— Start Reading text —

Mereswyne

Spirit Pig

Before moving to Scotland, I was learning what I now call hedgewitchery, riding of metaphysical hedges using trance-work commonly referred to as shamanic journeying. In one journey I was given a piglet to hold and care for. That piglet changed my life. It was not long after this that I found the house in Banff in the Northeast of Scotland where I would write Ashes & Stones.

Piglet or Holy Woman?

The house in Banff was literally a leap of faith—into a new landscape with a history and different languages—Scots and Gaelic—with Doric dialect thrown in the mix. The etymology of the name Banff is contested. Is it derived from the Scottish Gaelic banbh meaning ‘piglet’ or is it a contraction of bean-naomh, Gaelic for ‘holy woman’? 

Dolphins—those misunderstood, exploited people of the sea—are at the centre of this question. They are often spotted off the coastline at Banff, and all along the Northeast coast, dolphins are joyful part of the seascape. In 17th-18th century Scots, a mereswynesea pigwas a porpoise or dolphin.

Etymological name-puzzles carry over to Orkney, where I now live.

I am piglet, dragon, cetacean, and woman. What am I? 

Orkney was known to Ptolemy and the Venerable Bede as Orcades, after the Latin orca meaning whale. (There are a lot of Orcas around Orkney.) 

Before 16th century Scots mereswyne, Old English had mereswīn or porpoise. This linguistic link goes back farther still. Before early Modern Scots, before Old English and even before the Norse settlers, there were Iron Age Picts in Orkney called the Orcs. Little remains of their presence save a few expertly carved stones and their name. Orc is a Pictish tribal name meaning young pig. The 9th century Norse settlers met the Picts and either assimilated or destroyed them—no one knows. The settlers saw in the local tribal name Orc their word for seal—orkn. They reinterpreted the name and added eyjar, or islands, to make Orkneyjar—Seal Islands. (There are a lot of seals around Orkney, also.)

Graphic of Pictish stone symbols from the Aberdeenshire Council Website.

— End Reading text —

■ **Exercises to complete**
**A)** In the Mereswyne essay, what does the Pictish tribal name Orc mean?
**B)** Pick up the Mereswyne essay after its final line and carry it on.
The items after this point come from a separate source.

— Start Material —

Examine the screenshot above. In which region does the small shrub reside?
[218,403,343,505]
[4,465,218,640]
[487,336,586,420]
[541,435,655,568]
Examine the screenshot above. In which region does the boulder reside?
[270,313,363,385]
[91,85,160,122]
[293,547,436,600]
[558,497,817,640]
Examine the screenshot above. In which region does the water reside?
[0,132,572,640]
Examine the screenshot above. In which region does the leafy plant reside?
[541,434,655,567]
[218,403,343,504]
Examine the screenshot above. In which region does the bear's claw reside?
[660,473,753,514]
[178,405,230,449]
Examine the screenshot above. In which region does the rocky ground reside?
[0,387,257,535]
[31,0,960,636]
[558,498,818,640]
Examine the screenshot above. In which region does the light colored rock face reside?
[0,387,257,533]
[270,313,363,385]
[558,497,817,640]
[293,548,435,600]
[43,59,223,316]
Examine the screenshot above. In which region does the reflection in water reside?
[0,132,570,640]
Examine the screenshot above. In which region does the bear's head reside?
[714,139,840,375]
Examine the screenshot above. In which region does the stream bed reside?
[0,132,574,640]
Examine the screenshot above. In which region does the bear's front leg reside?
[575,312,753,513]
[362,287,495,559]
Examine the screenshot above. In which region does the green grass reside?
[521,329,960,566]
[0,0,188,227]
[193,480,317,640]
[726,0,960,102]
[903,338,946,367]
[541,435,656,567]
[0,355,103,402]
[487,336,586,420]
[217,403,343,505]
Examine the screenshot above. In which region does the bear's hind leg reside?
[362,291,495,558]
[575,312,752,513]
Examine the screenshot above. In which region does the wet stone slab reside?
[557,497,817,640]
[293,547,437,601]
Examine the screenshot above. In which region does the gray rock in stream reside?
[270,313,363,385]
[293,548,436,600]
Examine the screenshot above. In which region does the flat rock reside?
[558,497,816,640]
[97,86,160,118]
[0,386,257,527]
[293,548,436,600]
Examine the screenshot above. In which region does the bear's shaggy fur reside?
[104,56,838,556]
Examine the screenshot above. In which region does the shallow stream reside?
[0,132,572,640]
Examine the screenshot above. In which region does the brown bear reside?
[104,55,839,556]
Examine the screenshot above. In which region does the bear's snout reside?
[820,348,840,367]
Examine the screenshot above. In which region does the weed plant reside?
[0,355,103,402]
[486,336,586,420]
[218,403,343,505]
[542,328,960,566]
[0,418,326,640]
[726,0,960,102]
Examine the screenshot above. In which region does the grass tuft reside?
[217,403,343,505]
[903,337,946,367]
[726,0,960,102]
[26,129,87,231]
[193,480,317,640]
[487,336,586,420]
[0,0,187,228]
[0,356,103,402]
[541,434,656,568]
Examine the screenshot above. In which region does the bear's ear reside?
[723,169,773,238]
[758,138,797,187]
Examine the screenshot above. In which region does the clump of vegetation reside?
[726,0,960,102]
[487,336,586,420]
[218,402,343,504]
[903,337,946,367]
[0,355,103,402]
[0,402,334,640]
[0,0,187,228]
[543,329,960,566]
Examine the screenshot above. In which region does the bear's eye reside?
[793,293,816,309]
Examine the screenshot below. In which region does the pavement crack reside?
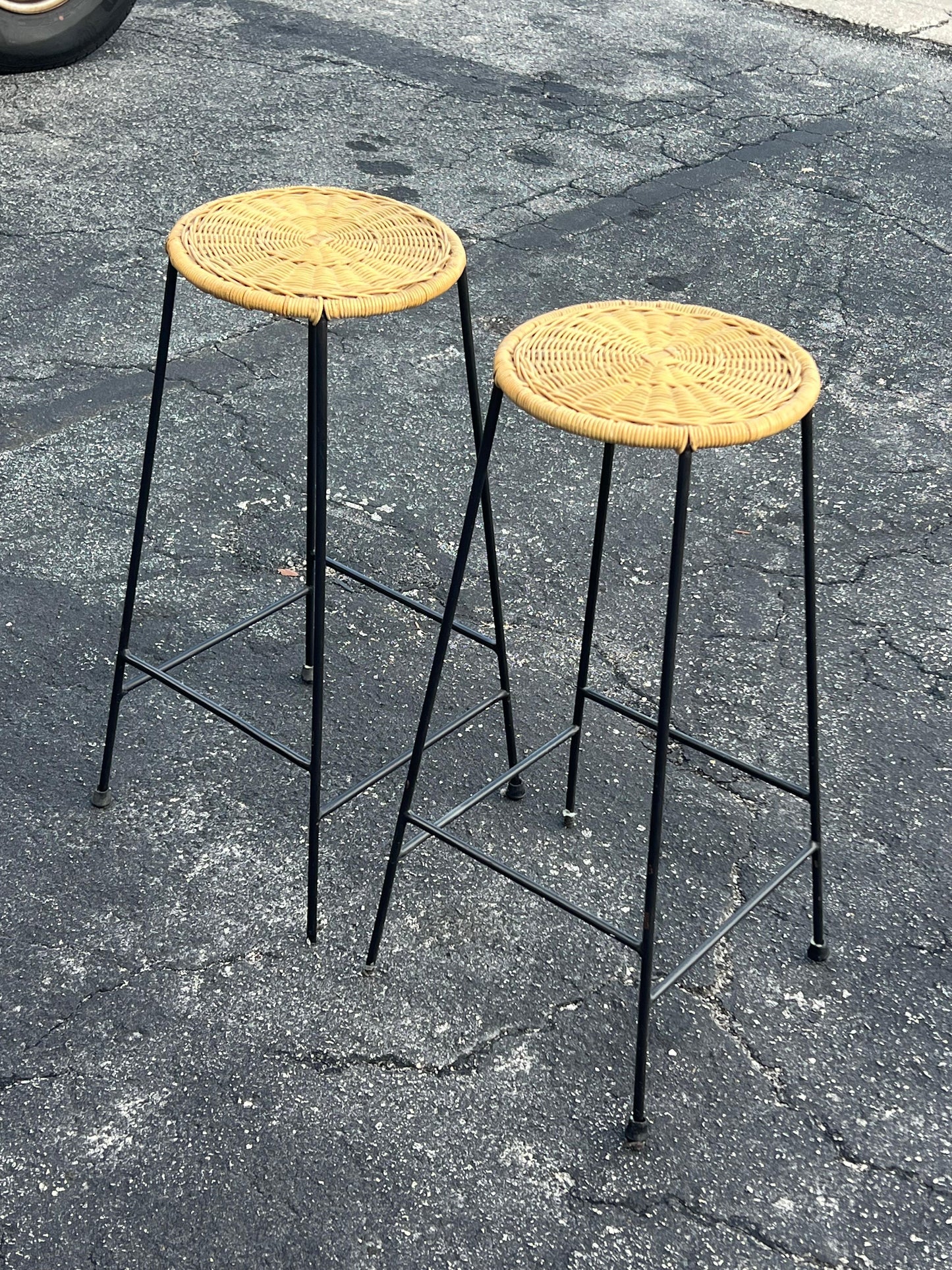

— End Material —

■ **Answer set**
**A)** Young pig.

**B)**
The Picts left elaborately carved stones all over Scotland, and some were re-carved with beautiful crosses as they converted to Christianity. The earlier symbols like the crescent and Z rod defy modern understanding, but the animal portraits on the stones show a keen intimacy with the being portrayed—an understanding of the anatomy and movement, of the animal’s presence. The beings on the stones are representations of animals we know today: eagles, boars, deer, bulls, salmon, serpents, bears and others. There’s one exception to this earthly menagerie—the mysterious Pictish ‘beast’. This dragon-like figure is most common on Pictish stones in Northeast Scotland. 

A black and white drawing of a mythical creature with curled 'fins' or legs and a long dragon like snout
Stylised Pictish Beast–Struthious Bandersnatch via wikimedia commons

These stones are rare in Orkney and the Pictish beast is rarer still. In 2016 a violent storm revealed an 8th century Pictish stone wedged in a cliff face in Deerness on the east Mainland. On one side is an elaborately carved Celtic cross, with a Pictish beast on the other. 

a carved stone stands upright in a green field with the ocean in the distance. Pictish symbols decorate the front
Reproduction of the Pictish Stone on Birsay via the Visit Orkney Website

A second Pictish beast was found on a stone on the tidal island of Birsay, carved above another totemic Orkney animal—the sea eagle. Some have argued that the beast is a dragon or kelpie (a water-horse in Scottish folklore), but others see the beast as a dolphin—and I’m inclined to agree.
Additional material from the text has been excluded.